=== Begin Enclosure ===

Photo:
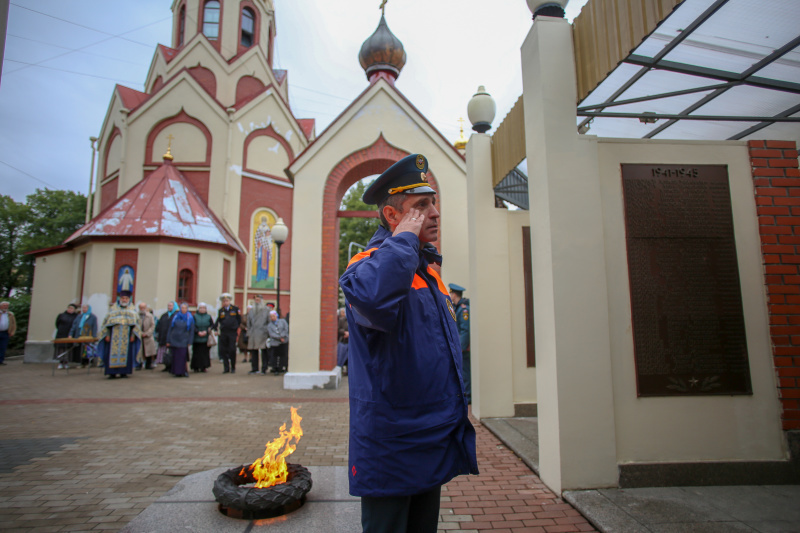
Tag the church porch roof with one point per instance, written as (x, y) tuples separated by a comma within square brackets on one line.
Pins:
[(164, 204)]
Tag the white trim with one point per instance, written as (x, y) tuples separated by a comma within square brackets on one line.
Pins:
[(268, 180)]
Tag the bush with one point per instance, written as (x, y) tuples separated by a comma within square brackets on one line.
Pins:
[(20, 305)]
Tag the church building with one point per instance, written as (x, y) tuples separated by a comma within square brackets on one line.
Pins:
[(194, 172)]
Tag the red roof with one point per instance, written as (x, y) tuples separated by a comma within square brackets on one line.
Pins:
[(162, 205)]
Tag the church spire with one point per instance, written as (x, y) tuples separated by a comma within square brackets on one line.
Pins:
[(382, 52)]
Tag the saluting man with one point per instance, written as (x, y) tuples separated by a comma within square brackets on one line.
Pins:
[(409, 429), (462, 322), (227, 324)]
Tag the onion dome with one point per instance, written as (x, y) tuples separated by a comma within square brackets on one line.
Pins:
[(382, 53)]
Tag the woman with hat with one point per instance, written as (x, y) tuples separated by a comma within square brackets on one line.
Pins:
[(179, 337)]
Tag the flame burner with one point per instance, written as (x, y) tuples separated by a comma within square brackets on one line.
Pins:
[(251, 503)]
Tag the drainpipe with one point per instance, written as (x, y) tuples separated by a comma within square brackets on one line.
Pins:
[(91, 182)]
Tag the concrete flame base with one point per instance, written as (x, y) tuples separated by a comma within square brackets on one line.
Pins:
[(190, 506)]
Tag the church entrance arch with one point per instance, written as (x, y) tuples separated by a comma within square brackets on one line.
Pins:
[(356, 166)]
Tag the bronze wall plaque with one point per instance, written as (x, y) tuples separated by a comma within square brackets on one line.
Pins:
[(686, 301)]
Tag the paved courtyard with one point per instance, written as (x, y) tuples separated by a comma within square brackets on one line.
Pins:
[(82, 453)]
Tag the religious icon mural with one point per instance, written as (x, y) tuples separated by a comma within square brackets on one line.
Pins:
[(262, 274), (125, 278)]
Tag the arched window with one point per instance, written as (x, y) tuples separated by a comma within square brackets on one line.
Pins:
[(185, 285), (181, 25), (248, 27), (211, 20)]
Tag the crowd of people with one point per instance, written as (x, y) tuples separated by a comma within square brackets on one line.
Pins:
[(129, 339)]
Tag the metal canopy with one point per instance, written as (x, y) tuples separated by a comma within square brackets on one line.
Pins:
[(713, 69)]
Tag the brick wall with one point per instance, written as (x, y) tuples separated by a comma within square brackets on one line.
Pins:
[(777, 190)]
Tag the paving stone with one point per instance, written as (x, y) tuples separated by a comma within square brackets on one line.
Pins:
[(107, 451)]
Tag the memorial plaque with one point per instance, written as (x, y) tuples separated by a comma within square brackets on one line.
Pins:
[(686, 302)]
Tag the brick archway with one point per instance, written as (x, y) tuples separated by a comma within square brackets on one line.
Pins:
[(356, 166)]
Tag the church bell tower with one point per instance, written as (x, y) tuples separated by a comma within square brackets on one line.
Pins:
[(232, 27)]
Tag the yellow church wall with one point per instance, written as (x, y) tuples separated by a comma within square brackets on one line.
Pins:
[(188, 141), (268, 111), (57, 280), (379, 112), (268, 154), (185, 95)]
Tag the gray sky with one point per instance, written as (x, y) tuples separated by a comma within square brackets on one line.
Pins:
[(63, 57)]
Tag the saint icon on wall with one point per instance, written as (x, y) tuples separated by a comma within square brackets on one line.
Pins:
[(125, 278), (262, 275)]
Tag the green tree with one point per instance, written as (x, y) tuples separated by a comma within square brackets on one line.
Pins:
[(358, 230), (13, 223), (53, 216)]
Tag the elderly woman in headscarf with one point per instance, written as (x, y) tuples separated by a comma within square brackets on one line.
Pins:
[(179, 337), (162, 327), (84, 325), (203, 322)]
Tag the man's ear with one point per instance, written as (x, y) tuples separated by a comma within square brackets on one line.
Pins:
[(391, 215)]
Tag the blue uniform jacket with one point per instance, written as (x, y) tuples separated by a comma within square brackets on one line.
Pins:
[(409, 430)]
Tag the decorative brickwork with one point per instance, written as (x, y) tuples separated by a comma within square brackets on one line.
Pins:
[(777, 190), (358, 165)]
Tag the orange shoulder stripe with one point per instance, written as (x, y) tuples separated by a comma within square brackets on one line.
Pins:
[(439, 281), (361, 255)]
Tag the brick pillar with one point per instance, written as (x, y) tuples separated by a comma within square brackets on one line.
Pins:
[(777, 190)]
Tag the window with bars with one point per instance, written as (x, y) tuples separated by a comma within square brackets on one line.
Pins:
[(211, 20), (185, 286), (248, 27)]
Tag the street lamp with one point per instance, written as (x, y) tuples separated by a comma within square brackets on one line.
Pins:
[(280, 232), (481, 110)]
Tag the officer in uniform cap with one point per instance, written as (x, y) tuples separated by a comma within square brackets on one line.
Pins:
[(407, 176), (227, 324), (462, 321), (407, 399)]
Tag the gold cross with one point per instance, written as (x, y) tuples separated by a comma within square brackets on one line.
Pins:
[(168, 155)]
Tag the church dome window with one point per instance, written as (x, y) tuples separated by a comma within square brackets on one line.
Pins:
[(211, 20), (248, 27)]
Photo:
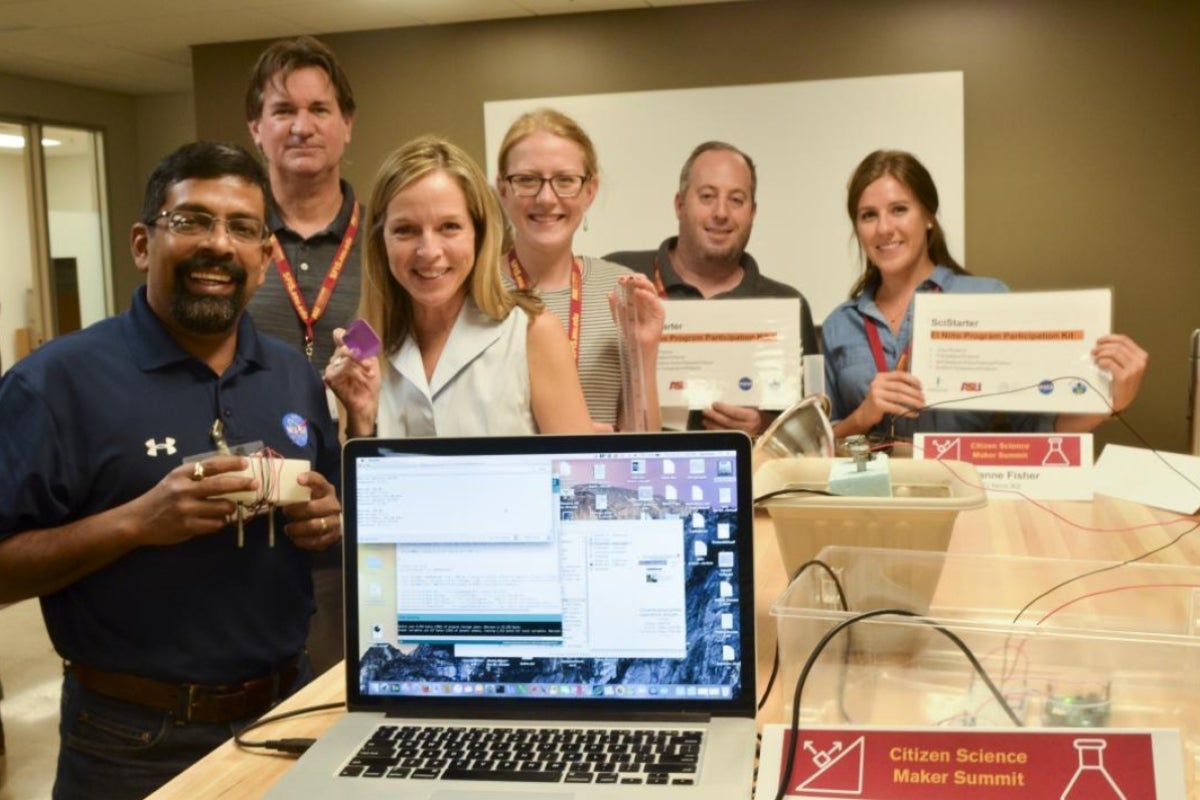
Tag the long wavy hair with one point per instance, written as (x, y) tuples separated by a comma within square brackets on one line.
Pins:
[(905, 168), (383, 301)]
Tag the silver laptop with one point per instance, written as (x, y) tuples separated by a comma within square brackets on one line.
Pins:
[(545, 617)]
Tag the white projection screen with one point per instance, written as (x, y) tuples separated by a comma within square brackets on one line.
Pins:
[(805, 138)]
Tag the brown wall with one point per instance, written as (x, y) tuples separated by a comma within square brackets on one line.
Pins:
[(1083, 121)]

=== End Enclosure ===

**Assigned task**. Lines with "woman" in them are what the answer must contain; copy each from the records above.

**Answer to the exercise**.
Tag the woman with hat with one point per instance, written as (x, y) tuples separated by a comma within square brackets on one line.
Tag the elderly woman in headscarf with one point per instance, written as (x, y) tuples separated by a comma within square brackets on one line.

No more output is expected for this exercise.